Exercices:
(A) Répondez aux questions suivantes à l'aide du texte sur les mosaïques africaines, une réponse par ligne, repérée comme la question correspondante.
(i) Près de quelle ville se trouvait la mosaïque de l'Oued-Athménia ?
(ii) Dans quel ouvrage Gaston Boissier a-t-il décrit cette mosaïque ?
(iii) Dans quel livre la scène de chasse d'Hippone a-t-elle servi d'inspiration, et pour décrire quoi ?
(B) Poursuivez le texte sur les mosaïques africaines en reprenant après sa dernière phrase, dans le même ton et à la première personne.

Texte fourni:
++++++

Et tout en roulant dans ma main les petites pierres brillantes, je songe à toutes les autres mosaïques qui sont en train de se défaire dans la plupart des autres villes africaines. On les abandonne avec une négligence coupable et qui devrait être réprimée par une loi. Comment se fait-il, par exemple, que la célèbre mosaïque de l’Oued-Athménia, près de Constantine, ait totalement disparu, — cette vaste composition qui figurait une villa romaine avec ses dépendances, ses jardins, ses parcs, ses chenils, ses haras ? Il n’en reste plus, parait-il, que le souvenir, ou bien des descriptions purement littéraires et historiques, comme celle qu’en a donnée Gaston Boissier dans son Afrique romaine, ou enfin des dessins inexacts et fantaisistes publiés dans des recueils d’archéologie. Je tremble qu’il n’en soit bientôt de même pour cette admirable scène de chasse, que j’ai pu contempler, il y a six ans, a Hippone, dans la propriété Dufour. Il est peu de mosaïques qui présentent un pareil intérêt documentaire. C’est encore une œuvre unique en son genre, un tableau réaliste, d’une vie et d’une précision extrêmes, dont je me suis inspiré dans Sanguis Martyrum, pour décrire une chasse au lion. Va-t-on laisser cette pièce capitale se détériorer et s’anéantir comme celles de l’Oued-Athménia ?

++++++

Données:
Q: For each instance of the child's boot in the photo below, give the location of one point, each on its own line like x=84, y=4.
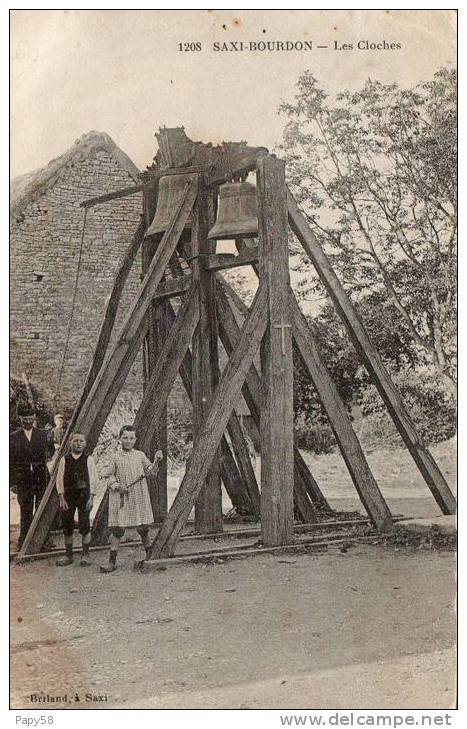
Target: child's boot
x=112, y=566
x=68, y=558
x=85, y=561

++++++

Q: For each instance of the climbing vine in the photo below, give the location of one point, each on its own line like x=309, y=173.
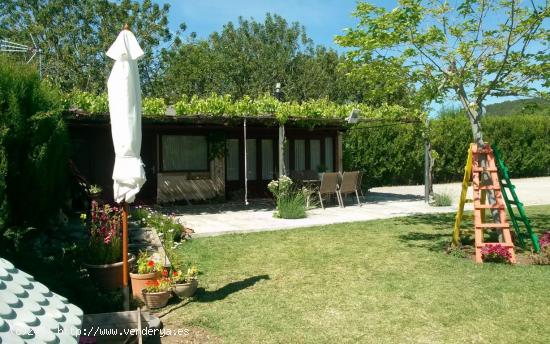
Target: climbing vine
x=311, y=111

++++++

Corrigé:
(A)
(i) Près de Constantine.
(ii) Dans son Afrique romaine.
(iii) Dans Sanguis Martyrum, pour décrire une chasse au lion.

(B)
A Tunis même, au Musée du Bardo, je me suis scandalisé de voir certaines mosaïques, encastrées dans le pavement des salles, s’effacer peu à peu sous les semelles des passants, ou encore de voir vendre à des touristes certains tableautins en mosaïque, sous prétexte que c’étaient des répliques, des pièces communes, sans grand intérêt. Mais, de grâce, regardez de près ces morceaux que vous considérez comme des doubles : ils diffèrent par le dessin, comme par la couleur. Ce n’est peut-être qu’une différence de ton. Mais un ton de plus ou de moins, et voilà la valeur du morceau changée du tout au tout. Dans la mosaïque des anciens, la couleur en elle-même est la chose capitale. Elle peut aussi avoir une importance documentaire. Il est très curieux pour nous de savoir la couleur d’un habit de chasse ou d’une gandoura d’intérieur, au temps des Sévères ou des Antonins. Et je m’étonne, à ce propos, du beau dédain que lui témoignent les archéologues. Quand ils nous décrivent une mosaïque, ils nous parlent de tout, sauf de la couleur. S’ils prétendent nous en donner une idée d’après des planches coloriées, les couleurs sont fausses, ou trop pâles ou trop crues : ce qui détruit à peu près complètement l’effet décoratif cherché par l’artiste.

Quant au dessin des mosaïques anciennes, il est à la fois conventionnel, — ou plus exactement traditionnel, — et très ingénument réaliste. C’est ce qui en fait le charme singulier, et c’est pourquoi l’artiste ne se répète jamais. Avec la couleur, due à l’emploi de certaines pierres, et dont le secret semble perdu, il confère à la mosaïque un caractère à peu près inimitable. Si cependant, ces œuvres d’un art disparu, au lieu d’être pendues aux murs d’un musée, étaient rétablies aux lieux où on les trouva et suffisamment protégées, par des clôtures ou par des toitures, contre les intempéries et les dégradations ; en un mot, si elles étaient convenablement mises en valeur, peut-être qu’elles suggéreraient à nos décorateurs modernes toute une rénovation de la mosaïque, cet art somptueux et charmant, qui, aujourd’hui, est tombé au niveau de la photographie.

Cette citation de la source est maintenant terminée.